◆ Task requirements ◆
Copy each line below exactly.

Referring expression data
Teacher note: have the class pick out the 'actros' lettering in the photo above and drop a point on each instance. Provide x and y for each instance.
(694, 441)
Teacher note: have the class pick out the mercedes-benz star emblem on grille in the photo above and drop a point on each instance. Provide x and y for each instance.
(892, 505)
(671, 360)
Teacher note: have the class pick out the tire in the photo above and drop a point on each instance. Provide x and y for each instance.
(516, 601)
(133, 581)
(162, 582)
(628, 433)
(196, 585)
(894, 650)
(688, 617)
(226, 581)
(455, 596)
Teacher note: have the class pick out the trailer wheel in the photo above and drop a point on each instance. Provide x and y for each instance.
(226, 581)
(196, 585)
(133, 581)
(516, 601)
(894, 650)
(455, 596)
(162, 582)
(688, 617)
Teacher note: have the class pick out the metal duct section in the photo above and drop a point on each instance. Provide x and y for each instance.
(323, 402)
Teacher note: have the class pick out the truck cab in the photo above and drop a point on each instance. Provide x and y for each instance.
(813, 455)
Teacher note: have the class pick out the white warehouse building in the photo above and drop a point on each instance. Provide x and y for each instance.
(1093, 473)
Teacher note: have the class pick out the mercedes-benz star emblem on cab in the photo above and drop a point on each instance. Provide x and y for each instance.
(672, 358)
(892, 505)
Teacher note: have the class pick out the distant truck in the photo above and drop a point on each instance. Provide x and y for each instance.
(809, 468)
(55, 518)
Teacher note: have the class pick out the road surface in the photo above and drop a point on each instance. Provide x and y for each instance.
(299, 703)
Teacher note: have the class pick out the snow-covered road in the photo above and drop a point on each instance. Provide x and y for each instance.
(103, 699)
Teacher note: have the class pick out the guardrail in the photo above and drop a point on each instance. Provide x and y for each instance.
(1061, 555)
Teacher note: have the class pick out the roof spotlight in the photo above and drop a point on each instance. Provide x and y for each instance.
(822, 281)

◆ Your solution ◆
Teacher note: have the class pick out the 'actros' lettering in the photo above and drop a point on each instance. Provide x and y for each instance.
(694, 441)
Teacher note: have the class pick out the mercedes-benz star emblem on grille in the photo above and drop a point on each instance. Provide x and y for each instance.
(892, 505)
(671, 360)
Teacher note: have the class pick out the tire in the photo above and drop a point on each instance. Provide x and y for each instance.
(516, 601)
(133, 581)
(162, 582)
(628, 433)
(196, 585)
(894, 650)
(688, 617)
(226, 581)
(455, 596)
Teacher note: have the class pick out the trailer wheel in the photo above and drop a point on each instance. Provide x and y for each instance.
(226, 581)
(196, 585)
(133, 581)
(516, 601)
(894, 650)
(455, 596)
(162, 582)
(688, 617)
Teacher note: have the class pick out the metal duct section in the photo above and drop a point on each instance. Provide x and y for each instance.
(323, 402)
Teacher note: have the class pick out the truck cab in the photo above and drop a point on each instance. Provide x and y for each instance.
(813, 455)
Teacher note: have the class pick out the white warehouse building in the photo above and drop a point on each instance. Provide x and y for each instance.
(1093, 473)
Teacher note: have the class pick out the mercedes-benz star emblem on cab in the photo above and drop a point on each instance. Provide x and y for each instance.
(672, 358)
(892, 505)
Teacher note: have the class pick out the distant truck in the photo above and drop a point on each instance. Provide x and y for each instance.
(809, 468)
(55, 518)
Teacher note: have the class pick out the road surface in the photo above and drop a point on each instance. Provide x and y for each instance.
(299, 703)
Teacher note: have the class pick out the snow-covered road in the photo above and drop a point on each instance. Provide x and y for each instance.
(103, 699)
Teacher note: have the class pick out the guardrail in the photo above and drop a point on each instance. Provide x and y for each instance.
(1061, 555)
Teacher note: have the class pick out the roof spotlight in the photo above and drop a point on each instance. Provide x and y for each instance.
(822, 281)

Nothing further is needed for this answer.